Pull out the lines beginning with the one containing "segment(query) segments every" and continuing through the one containing "[[204,17],[33,13],[28,228],[159,253],[210,206]]", and copy them verbatim. Omit the pictures.

........

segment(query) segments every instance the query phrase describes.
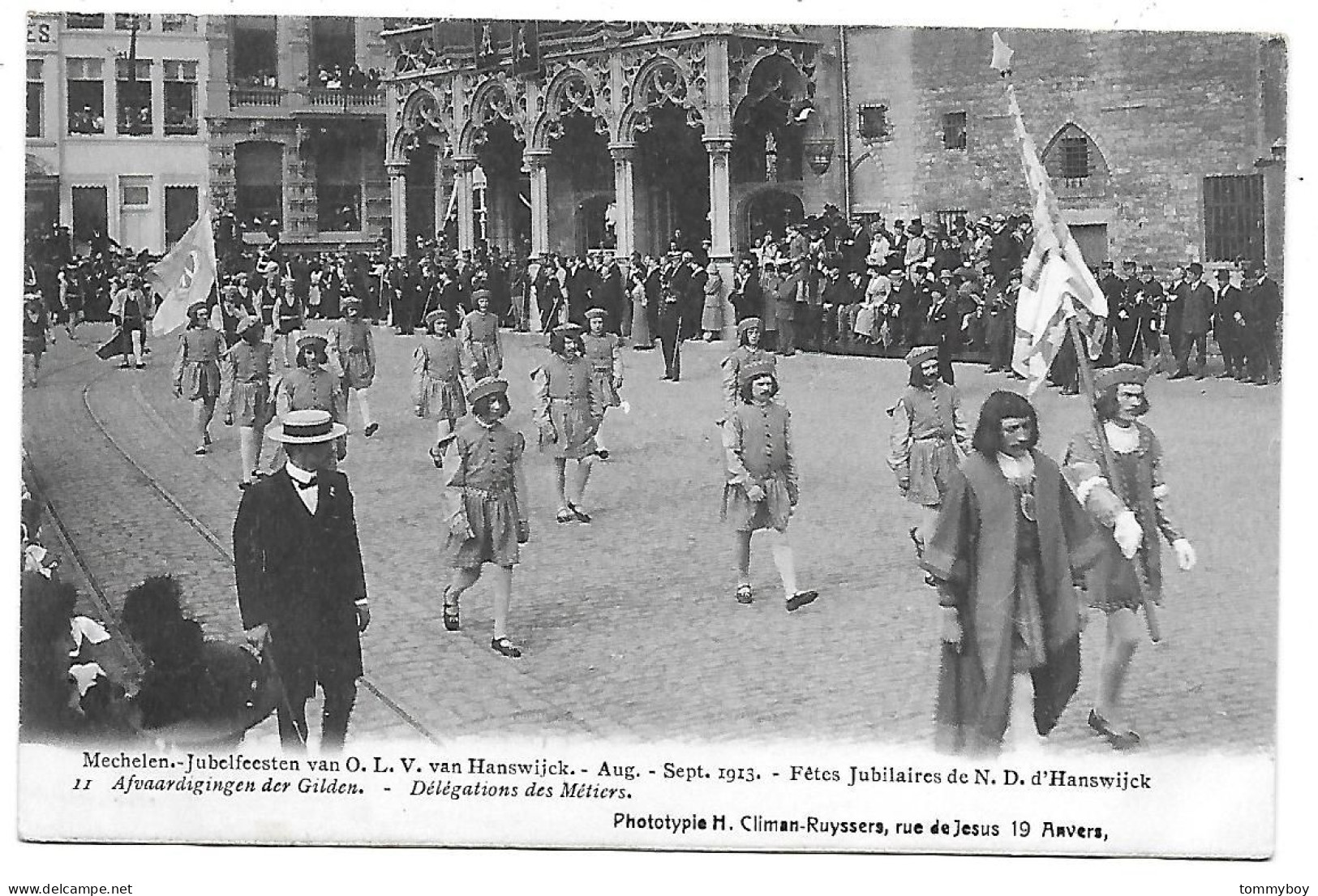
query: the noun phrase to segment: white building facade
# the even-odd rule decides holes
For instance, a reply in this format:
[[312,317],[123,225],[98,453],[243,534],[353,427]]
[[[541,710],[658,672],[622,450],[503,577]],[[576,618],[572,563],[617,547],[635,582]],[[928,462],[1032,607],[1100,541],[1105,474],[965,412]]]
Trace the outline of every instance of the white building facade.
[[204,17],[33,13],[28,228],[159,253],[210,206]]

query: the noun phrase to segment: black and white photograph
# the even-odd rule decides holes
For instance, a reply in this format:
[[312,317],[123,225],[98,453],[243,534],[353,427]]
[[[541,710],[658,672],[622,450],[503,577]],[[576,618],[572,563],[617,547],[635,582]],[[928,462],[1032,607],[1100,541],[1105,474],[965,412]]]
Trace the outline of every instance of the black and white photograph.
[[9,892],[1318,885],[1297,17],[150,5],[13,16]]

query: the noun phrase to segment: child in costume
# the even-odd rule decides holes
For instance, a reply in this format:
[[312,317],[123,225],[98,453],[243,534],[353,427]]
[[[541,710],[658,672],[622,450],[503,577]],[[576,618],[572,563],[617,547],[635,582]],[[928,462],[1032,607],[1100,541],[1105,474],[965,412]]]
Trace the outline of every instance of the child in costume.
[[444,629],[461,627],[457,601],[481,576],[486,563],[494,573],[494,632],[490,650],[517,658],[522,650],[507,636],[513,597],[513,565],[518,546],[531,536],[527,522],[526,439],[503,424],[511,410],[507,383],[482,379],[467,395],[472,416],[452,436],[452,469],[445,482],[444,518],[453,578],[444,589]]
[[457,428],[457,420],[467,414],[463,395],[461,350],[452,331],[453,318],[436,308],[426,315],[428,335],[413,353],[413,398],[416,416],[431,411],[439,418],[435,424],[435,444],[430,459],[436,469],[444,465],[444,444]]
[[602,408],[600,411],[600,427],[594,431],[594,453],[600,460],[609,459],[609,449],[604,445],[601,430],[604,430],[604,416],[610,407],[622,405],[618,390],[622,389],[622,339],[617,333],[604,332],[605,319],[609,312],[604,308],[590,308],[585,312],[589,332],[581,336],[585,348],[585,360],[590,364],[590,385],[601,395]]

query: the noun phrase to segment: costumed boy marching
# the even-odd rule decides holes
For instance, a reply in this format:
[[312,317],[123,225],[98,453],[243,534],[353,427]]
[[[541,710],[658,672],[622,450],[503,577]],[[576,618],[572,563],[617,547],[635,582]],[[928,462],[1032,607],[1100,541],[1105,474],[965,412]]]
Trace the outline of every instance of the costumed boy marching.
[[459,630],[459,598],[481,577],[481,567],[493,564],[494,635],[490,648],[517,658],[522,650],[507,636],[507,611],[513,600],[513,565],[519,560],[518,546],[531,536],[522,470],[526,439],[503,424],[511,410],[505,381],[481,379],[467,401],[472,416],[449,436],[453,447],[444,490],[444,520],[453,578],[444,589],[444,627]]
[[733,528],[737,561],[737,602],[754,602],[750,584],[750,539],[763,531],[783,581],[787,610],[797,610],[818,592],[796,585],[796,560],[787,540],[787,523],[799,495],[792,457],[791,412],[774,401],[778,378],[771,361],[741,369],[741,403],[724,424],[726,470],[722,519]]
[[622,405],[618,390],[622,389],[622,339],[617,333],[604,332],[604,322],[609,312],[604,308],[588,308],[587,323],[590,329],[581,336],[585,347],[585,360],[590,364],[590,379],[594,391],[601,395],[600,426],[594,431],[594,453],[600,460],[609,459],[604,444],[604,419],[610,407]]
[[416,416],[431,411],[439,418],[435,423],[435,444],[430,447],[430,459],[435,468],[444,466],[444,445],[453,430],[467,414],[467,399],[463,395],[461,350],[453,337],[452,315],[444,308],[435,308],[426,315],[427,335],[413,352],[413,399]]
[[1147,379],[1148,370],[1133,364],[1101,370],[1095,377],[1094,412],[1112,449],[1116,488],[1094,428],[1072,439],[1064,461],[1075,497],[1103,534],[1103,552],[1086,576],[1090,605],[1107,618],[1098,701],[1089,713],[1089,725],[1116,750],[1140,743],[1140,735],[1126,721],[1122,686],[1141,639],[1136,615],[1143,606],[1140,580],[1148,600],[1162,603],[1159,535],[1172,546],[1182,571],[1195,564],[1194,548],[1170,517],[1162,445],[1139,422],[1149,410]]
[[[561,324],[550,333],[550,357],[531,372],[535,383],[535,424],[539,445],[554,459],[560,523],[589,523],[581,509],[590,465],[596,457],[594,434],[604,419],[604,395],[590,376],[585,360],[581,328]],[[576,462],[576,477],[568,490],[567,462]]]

........

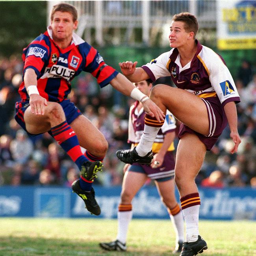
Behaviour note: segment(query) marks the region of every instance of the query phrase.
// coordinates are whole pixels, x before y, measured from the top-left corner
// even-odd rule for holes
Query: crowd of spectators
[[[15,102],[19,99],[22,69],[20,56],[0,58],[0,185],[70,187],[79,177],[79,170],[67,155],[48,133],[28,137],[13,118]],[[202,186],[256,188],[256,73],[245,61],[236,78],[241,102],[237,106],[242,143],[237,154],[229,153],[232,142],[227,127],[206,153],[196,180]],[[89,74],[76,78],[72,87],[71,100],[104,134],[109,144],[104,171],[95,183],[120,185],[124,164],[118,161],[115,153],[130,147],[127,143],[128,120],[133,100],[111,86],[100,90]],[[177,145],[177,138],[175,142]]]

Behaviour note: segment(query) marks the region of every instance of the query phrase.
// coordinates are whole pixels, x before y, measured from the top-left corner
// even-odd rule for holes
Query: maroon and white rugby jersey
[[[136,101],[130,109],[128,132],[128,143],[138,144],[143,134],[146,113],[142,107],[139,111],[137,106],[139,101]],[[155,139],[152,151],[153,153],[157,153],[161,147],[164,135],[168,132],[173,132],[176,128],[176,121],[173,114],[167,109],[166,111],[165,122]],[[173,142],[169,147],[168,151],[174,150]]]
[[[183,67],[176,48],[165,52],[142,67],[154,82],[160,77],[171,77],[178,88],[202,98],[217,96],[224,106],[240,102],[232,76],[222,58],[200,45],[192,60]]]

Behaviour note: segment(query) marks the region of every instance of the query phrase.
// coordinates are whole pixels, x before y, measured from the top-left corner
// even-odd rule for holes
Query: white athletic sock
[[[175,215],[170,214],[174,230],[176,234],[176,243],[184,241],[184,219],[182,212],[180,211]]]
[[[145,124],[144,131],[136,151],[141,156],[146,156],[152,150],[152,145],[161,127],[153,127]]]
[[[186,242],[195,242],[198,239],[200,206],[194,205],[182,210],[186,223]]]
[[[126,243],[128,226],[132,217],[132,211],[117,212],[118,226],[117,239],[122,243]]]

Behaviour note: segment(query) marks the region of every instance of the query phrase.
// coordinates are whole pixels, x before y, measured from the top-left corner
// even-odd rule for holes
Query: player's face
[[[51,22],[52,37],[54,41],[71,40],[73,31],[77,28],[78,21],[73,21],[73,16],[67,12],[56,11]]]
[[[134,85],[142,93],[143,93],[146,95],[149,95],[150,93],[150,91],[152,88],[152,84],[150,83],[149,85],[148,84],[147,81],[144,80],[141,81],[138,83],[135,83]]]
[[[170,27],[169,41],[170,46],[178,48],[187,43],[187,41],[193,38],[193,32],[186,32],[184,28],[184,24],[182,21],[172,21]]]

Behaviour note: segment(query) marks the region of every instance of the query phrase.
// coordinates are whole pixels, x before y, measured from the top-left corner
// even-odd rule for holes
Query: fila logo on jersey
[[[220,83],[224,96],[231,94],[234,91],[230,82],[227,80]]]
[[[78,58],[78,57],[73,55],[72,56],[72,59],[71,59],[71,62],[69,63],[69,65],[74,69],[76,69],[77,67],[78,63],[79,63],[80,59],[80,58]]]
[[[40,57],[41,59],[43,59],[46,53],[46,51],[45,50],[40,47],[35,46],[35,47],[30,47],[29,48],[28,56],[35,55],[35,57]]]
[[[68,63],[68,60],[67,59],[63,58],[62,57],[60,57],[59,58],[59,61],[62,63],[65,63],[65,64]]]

........

## FULL ANSWER
segment(query) segments every instance the query phrase describes.
query: the noun phrase to segment: white building facade
# the even-odd rule decides holes
For instance, a reply in this format:
[[312,317],[123,225],[98,453],[243,534],[353,427]]
[[[541,710],[658,672],[622,450],[503,577]],[[576,618],[572,563],[617,547],[635,582]],[[928,462],[1032,607],[1100,541],[1105,474],[965,412]]]
Trace the outline of every instance of the white building facade.
[[204,17],[33,13],[28,228],[159,253],[210,206]]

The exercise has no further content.